**TASK DETAILS**
Starting at the line containing "fanned book pages -> box" and ending at the end of the records, write out those lines again with "armchair" renamed to "recliner" and everything else left as it is.

::: RECORDS SHOWN :::

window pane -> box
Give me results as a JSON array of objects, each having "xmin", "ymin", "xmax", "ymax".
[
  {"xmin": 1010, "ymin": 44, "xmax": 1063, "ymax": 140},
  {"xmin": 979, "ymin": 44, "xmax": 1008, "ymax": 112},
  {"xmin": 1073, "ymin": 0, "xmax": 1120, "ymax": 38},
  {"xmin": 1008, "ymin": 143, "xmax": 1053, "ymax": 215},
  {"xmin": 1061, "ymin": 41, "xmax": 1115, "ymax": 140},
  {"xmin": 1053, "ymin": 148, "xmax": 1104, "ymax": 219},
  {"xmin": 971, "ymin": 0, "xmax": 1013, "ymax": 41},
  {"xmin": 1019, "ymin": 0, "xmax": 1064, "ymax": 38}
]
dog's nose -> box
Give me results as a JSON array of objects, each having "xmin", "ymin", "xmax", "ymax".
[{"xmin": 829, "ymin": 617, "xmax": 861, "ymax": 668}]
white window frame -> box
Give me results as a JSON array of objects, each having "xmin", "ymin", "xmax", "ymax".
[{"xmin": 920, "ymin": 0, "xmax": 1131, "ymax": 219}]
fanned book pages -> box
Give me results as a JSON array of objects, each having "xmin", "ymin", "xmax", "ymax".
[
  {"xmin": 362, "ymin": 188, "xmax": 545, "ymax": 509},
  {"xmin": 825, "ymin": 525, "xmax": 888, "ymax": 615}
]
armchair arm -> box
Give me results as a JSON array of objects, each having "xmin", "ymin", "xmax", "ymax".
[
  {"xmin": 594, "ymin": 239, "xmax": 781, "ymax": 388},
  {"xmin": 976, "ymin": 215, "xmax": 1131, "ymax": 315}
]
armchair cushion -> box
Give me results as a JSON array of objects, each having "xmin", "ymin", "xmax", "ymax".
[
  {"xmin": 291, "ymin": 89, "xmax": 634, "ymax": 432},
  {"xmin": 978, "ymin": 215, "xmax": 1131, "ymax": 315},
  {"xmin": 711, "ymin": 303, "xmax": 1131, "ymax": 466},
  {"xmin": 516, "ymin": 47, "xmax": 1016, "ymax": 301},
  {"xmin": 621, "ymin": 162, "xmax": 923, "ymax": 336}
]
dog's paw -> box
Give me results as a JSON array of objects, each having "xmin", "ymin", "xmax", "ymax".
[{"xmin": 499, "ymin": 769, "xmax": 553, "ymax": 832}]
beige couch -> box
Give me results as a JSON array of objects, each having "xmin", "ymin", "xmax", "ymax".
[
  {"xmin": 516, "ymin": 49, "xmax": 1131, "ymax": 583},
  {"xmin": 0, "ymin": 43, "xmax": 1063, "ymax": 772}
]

:::

**WRITTEN RESPONSE**
fanned book pages -> box
Give me results as a JSON array of objects, each having "xmin", "ymin", "xmax", "ymax".
[
  {"xmin": 362, "ymin": 188, "xmax": 545, "ymax": 509},
  {"xmin": 825, "ymin": 525, "xmax": 888, "ymax": 615}
]
recliner arm -> box
Give me results as a JSON array of objects, each having "xmin", "ymin", "xmax", "ymax".
[
  {"xmin": 594, "ymin": 239, "xmax": 781, "ymax": 388},
  {"xmin": 976, "ymin": 215, "xmax": 1131, "ymax": 315}
]
recliner cushion -> box
Give me results as a JSON array of objects, each having "xmin", "ymin", "xmax", "ymax".
[
  {"xmin": 291, "ymin": 89, "xmax": 634, "ymax": 432},
  {"xmin": 978, "ymin": 215, "xmax": 1131, "ymax": 315},
  {"xmin": 711, "ymin": 303, "xmax": 1131, "ymax": 466},
  {"xmin": 516, "ymin": 47, "xmax": 1016, "ymax": 301},
  {"xmin": 621, "ymin": 162, "xmax": 923, "ymax": 336}
]
dog's paw -> box
Give me results as a JSON array of objects, each having "xmin", "ymin", "xmax", "ymax".
[{"xmin": 499, "ymin": 769, "xmax": 553, "ymax": 832}]
beige couch -> box
Give me results as a JSON array of objects, each having "xmin", "ymin", "xmax", "ymax".
[
  {"xmin": 516, "ymin": 49, "xmax": 1131, "ymax": 583},
  {"xmin": 0, "ymin": 43, "xmax": 1063, "ymax": 772}
]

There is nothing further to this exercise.